WORK REQUIRED
Lines from the one containing "Target: woman's hand" through the end of the material are to be retyped exactly; do not copy pictures.

MATERIAL FOR THIS TASK
+---+

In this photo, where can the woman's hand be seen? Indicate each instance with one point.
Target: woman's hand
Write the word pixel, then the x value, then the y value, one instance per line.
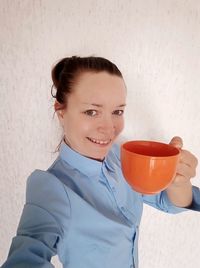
pixel 180 190
pixel 186 168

+---+

ANSWER BELOW
Target: woman's hand
Write the word pixel, then the x value, then the y value, one instance per line.
pixel 180 190
pixel 186 168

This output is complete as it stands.